▸ **To do**:
All records below are to be set down exactly, each character intact.

Dataset items
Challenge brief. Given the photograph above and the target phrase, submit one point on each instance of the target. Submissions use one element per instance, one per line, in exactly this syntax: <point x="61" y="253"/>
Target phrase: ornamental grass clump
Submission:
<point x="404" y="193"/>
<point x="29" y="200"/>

▸ **Solved problem**:
Challenge brief. Given the photograph above and the target phrase, submit one point on each instance of the target. Submissions use one element per instance, one per line, in exactly this syntax: <point x="61" y="253"/>
Target phrase: ornamental grass clump
Submission:
<point x="404" y="193"/>
<point x="29" y="200"/>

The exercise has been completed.